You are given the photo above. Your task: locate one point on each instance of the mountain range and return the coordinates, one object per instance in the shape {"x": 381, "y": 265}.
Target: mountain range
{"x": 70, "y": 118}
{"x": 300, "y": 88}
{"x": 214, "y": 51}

**Problem statement**.
Set down the data above once more so that nothing differs from the original.

**Answer section**.
You are given the photo above. Your task: locate one point on each instance of the mountain range and return the coordinates, one object per instance in the shape {"x": 381, "y": 265}.
Target: mountain range
{"x": 70, "y": 118}
{"x": 300, "y": 88}
{"x": 214, "y": 51}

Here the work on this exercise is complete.